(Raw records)
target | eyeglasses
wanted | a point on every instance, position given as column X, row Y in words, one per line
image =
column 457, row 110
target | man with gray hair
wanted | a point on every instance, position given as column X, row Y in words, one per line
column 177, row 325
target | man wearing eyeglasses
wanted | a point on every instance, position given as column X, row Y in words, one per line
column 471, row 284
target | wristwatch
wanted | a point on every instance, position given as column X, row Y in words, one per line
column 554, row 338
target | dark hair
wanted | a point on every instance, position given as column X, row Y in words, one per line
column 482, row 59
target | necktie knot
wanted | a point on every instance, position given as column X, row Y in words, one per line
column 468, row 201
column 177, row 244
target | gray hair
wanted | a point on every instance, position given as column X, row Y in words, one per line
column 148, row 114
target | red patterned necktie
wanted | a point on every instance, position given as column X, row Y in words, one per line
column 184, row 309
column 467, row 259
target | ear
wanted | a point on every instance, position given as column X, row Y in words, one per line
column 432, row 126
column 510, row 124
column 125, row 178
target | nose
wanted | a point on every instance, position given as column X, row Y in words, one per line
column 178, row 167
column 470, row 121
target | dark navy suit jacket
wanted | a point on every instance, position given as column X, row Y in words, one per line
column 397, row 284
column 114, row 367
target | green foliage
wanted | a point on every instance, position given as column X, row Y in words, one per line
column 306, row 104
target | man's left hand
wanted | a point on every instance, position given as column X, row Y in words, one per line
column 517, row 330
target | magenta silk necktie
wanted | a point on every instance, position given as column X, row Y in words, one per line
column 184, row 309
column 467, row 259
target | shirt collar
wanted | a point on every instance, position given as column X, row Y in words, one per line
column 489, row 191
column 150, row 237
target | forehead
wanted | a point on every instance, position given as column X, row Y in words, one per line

DIRECTIONS:
Take the entries and copy them out exactly.

SOLUTION FOR THIS TASK:
target | eyeglasses
wanted | a point on every instance, position given as column X, row Y in words, one per line
image =
column 457, row 110
target | man with gray hair
wanted | a point on every instance, position given as column X, row Y in words, one per line
column 177, row 325
target | man wearing eyeglasses
wanted | a point on every instance, position given as column X, row Y in words, one per line
column 471, row 284
target | wristwatch
wanted | a point on every instance, position given as column X, row Y in words, one per line
column 554, row 338
target | dark hair
wanted | a point on every instance, position given as column X, row Y in words, one per line
column 482, row 59
target | necktie knot
wanted | a point on every instance, position given as column X, row Y in words, one per line
column 468, row 201
column 177, row 244
target | gray hair
wanted | a point on every instance, position given as column X, row Y in words, one per line
column 148, row 114
target | red patterned necktie
wanted | a point on every instance, position given as column X, row Y in words, one per line
column 184, row 309
column 467, row 259
target | ear
wanted | a point on every instance, position given as column X, row Y in words, one per line
column 432, row 126
column 510, row 124
column 125, row 178
target | nose
wanted | a point on every instance, position given as column X, row Y in words, one per line
column 178, row 167
column 470, row 121
target | dark navy suit jacket
wanted | a point on every instance, position given as column X, row Y in words, one per line
column 397, row 284
column 114, row 367
target | green foliage
wanted | a point on every instance, position given as column X, row Y in words, one per line
column 306, row 104
target | man's left hand
wanted | a point on every instance, position given as column X, row Y in words, one per line
column 517, row 330
target | magenta silk necktie
wanted | a point on every instance, position given as column X, row Y in words, one per line
column 184, row 309
column 467, row 259
target | shirt collar
wanted | a point on every instance, position given as column X, row Y in words, one per line
column 489, row 191
column 150, row 237
target | forehead
wanted | a point on every instance, position given as column X, row Y in words, one per line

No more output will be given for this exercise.